● **Instructions for the task**: When you respond, write out each entry exactly as it stands.

● **Data for this exercise**:
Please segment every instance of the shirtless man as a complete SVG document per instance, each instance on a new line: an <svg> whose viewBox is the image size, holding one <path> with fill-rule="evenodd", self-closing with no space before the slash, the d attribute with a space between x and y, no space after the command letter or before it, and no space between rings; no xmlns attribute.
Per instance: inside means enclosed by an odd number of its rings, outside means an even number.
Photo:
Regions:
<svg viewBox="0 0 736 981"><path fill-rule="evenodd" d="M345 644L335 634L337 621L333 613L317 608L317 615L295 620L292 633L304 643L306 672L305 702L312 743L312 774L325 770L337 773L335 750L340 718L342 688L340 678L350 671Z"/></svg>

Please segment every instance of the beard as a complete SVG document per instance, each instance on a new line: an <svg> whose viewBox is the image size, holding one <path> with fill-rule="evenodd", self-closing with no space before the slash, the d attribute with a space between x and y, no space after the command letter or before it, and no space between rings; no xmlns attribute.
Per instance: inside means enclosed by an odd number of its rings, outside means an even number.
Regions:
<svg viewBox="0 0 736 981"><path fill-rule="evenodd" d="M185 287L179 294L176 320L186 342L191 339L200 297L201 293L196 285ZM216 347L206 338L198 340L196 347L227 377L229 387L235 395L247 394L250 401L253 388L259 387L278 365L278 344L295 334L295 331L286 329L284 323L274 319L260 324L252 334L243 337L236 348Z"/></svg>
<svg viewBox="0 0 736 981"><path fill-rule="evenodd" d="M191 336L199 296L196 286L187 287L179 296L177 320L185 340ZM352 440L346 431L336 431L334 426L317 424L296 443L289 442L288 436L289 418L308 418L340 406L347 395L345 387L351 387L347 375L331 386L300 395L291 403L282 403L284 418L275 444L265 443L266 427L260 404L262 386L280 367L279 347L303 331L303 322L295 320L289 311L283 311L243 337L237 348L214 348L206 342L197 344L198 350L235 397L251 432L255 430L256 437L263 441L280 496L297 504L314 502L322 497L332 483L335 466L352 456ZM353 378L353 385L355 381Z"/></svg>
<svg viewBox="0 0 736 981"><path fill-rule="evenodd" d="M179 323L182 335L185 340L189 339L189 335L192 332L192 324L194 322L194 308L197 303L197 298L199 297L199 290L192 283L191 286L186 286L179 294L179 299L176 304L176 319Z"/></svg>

● **Solved exercise**:
Please segment every instance of the shirtless man as a complete SVG document per instance, each instance on a new line: an <svg> whose viewBox is the image size, holding one <path> with fill-rule="evenodd", self-closing with no space before the slash, the d attribute with a space between x and y, no space after the command letter or before it, and no space between rings; no xmlns attribute.
Per instance: inside means enclosed by an odd number of its rings, outside means an even number.
Photo:
Regions:
<svg viewBox="0 0 736 981"><path fill-rule="evenodd" d="M345 644L335 634L337 621L333 613L317 608L317 615L295 620L292 633L304 643L306 672L305 702L312 743L312 774L325 770L337 773L335 750L340 718L342 688L340 678L350 671Z"/></svg>

Please segment every instance of the beard as a complete SVG document per instance, each instance on a new line: an <svg> whose viewBox is the image size, holding one <path> with fill-rule="evenodd", self-closing with no space before the slash, the d attribute with a space between x and y, no space after the command letter or before it, and no space between rings; no xmlns attribute.
Per instance: inside means enclosed by an odd number of its rings, outside means an even number.
Regions:
<svg viewBox="0 0 736 981"><path fill-rule="evenodd" d="M185 287L179 294L176 320L186 342L191 339L200 297L201 293L196 285ZM216 347L206 338L198 340L196 347L227 377L229 387L235 395L247 394L250 401L253 388L259 387L278 365L278 344L295 334L295 331L286 329L284 323L274 319L260 324L252 334L243 337L236 348Z"/></svg>
<svg viewBox="0 0 736 981"><path fill-rule="evenodd" d="M191 336L199 296L196 286L187 287L179 296L177 320L185 340ZM352 440L346 431L336 431L334 426L317 424L296 443L289 442L288 436L289 418L308 418L340 406L347 395L345 387L351 387L347 375L331 386L300 395L291 403L282 403L284 418L275 444L265 443L266 427L260 404L262 386L280 367L279 347L303 331L303 322L295 320L289 311L283 311L243 337L237 348L214 348L206 342L197 344L198 350L235 397L251 432L255 430L256 437L263 441L280 496L297 504L314 502L322 497L332 483L335 466L352 456ZM353 378L353 385L355 381Z"/></svg>
<svg viewBox="0 0 736 981"><path fill-rule="evenodd" d="M179 323L182 335L185 340L189 339L189 335L192 332L192 324L194 322L194 308L197 303L197 298L199 297L199 290L192 283L191 286L186 286L179 294L179 299L176 304L176 319Z"/></svg>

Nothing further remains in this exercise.